■ **SHORT PROBLEM**: Return every line of the items below that contains the word "white", copying each line in full. Case counts.

■ **DATA LINES**:
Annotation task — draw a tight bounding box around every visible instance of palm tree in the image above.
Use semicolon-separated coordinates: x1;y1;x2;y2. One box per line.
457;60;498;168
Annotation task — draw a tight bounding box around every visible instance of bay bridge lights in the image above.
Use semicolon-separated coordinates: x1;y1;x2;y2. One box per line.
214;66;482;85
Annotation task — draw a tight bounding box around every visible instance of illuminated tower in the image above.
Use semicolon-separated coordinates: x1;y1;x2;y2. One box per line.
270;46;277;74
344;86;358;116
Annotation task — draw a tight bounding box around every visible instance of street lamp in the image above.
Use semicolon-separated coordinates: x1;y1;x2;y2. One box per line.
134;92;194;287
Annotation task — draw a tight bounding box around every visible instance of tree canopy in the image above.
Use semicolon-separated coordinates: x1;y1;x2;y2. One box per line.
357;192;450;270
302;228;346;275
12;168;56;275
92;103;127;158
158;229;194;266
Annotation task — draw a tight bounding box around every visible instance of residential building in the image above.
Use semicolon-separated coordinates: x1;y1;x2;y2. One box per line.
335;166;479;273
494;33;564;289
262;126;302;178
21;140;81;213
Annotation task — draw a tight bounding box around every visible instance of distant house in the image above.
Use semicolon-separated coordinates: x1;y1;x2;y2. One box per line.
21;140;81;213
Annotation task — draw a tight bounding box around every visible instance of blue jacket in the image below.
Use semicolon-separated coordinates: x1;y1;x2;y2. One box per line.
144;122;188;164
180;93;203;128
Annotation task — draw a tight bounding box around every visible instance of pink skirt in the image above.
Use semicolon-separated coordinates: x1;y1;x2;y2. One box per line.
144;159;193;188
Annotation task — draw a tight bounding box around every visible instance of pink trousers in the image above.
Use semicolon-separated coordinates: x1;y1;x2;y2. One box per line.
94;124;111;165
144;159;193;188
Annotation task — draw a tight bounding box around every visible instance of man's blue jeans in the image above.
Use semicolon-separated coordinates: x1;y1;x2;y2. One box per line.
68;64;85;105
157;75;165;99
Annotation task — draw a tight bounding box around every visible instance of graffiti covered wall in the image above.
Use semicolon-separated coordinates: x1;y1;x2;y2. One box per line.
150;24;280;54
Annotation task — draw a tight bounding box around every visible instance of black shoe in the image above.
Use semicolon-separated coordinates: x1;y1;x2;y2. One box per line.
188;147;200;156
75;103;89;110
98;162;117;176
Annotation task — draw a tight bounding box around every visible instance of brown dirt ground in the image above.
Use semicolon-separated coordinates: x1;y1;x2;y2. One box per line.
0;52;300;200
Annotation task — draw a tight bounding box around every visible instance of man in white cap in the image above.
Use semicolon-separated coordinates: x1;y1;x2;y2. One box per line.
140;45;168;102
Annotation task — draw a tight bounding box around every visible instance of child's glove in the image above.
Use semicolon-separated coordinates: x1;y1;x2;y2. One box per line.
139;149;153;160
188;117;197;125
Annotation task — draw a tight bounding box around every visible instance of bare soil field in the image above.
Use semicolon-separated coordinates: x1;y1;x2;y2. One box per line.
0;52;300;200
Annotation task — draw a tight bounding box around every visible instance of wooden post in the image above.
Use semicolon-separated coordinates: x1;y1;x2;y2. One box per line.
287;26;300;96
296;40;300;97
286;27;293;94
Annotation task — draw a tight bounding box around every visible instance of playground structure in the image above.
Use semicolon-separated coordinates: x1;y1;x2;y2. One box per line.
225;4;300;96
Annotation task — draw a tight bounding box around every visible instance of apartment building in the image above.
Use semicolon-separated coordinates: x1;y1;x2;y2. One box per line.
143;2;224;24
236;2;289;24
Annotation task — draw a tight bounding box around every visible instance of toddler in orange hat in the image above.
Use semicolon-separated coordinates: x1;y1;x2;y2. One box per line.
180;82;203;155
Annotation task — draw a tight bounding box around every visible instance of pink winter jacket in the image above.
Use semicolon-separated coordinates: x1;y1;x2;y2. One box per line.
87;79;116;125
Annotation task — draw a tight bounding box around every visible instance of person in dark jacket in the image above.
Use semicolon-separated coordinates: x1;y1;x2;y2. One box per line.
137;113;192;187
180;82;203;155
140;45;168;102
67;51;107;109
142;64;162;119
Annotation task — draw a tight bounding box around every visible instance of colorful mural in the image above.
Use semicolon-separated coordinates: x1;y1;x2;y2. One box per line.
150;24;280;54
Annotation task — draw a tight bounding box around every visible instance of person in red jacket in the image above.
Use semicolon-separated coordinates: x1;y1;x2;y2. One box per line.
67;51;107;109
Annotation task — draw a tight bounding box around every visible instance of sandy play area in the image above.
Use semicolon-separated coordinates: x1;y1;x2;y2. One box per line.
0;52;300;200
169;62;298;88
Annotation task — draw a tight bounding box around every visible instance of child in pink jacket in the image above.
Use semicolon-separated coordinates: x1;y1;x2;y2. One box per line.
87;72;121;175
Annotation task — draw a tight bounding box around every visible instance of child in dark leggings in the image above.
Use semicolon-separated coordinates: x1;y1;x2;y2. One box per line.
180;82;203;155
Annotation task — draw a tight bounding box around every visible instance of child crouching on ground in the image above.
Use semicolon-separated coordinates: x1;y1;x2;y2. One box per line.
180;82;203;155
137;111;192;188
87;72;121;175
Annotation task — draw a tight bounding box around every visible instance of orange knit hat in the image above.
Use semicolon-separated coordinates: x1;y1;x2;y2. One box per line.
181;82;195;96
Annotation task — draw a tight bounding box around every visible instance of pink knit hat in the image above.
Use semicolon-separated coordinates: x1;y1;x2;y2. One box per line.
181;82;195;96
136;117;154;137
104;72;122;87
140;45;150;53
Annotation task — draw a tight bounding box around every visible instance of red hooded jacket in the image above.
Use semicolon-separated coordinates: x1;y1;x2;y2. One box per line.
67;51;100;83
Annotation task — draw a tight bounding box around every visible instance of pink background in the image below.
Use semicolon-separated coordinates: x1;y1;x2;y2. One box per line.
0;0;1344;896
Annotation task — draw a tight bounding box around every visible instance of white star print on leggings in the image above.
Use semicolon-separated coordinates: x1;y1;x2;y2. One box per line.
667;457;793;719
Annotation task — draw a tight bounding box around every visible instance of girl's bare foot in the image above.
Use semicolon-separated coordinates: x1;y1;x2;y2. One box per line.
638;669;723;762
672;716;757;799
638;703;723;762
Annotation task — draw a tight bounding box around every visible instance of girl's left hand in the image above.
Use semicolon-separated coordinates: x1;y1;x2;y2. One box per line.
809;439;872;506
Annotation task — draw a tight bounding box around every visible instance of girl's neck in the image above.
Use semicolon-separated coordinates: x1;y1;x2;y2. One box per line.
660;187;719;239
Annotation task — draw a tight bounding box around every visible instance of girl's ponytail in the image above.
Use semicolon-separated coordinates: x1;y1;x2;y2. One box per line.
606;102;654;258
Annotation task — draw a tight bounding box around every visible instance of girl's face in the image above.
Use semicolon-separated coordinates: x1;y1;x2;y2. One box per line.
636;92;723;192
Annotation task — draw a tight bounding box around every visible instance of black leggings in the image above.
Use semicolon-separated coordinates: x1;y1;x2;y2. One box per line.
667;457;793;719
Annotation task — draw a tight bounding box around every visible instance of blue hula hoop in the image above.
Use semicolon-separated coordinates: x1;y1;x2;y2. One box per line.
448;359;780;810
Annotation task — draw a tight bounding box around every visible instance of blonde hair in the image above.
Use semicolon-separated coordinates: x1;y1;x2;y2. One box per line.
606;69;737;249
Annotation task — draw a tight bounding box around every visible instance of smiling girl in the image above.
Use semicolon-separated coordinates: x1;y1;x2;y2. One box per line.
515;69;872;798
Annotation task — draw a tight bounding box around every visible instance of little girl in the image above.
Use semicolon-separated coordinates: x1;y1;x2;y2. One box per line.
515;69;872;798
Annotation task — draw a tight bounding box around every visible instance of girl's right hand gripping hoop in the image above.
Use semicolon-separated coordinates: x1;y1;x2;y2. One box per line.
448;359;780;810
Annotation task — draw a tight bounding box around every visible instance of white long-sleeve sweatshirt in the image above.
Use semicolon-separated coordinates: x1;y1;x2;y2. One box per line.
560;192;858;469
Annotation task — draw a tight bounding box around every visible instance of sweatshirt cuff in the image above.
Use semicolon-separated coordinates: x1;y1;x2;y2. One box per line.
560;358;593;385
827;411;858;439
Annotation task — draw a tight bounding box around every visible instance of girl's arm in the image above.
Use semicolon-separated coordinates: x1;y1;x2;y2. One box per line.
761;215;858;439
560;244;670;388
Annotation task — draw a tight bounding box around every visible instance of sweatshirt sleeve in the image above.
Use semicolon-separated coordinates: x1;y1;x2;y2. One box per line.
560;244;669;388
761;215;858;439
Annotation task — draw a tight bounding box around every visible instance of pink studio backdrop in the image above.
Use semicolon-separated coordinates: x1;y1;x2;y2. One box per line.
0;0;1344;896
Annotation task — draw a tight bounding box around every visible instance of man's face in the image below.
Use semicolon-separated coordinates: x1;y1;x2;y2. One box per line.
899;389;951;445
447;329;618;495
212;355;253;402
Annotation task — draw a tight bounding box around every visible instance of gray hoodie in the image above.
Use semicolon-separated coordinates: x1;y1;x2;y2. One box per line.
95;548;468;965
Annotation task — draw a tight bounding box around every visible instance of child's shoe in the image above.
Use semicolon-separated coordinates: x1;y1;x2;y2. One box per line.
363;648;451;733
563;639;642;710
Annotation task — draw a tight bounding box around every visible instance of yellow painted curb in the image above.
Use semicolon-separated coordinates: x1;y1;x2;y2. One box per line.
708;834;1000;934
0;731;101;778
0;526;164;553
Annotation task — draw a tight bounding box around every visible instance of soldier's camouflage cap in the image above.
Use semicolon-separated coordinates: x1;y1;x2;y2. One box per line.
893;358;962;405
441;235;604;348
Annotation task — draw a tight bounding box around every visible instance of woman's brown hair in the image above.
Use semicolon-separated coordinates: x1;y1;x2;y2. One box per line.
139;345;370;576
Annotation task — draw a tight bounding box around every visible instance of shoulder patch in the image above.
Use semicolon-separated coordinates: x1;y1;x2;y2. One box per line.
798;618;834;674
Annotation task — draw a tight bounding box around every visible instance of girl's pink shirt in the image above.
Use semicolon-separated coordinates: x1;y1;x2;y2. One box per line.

■ **RESPONSE TO THE TASK**:
Annotation task — draw a tight bounding box around every visible instance of man in white cap in the image above.
Annotation task — draw a tight bounding box around every visible instance of white star print on leggings in the image above.
Annotation task — draw a tight bounding box around every visible instance of white long-sleeve sweatshirt in the image above.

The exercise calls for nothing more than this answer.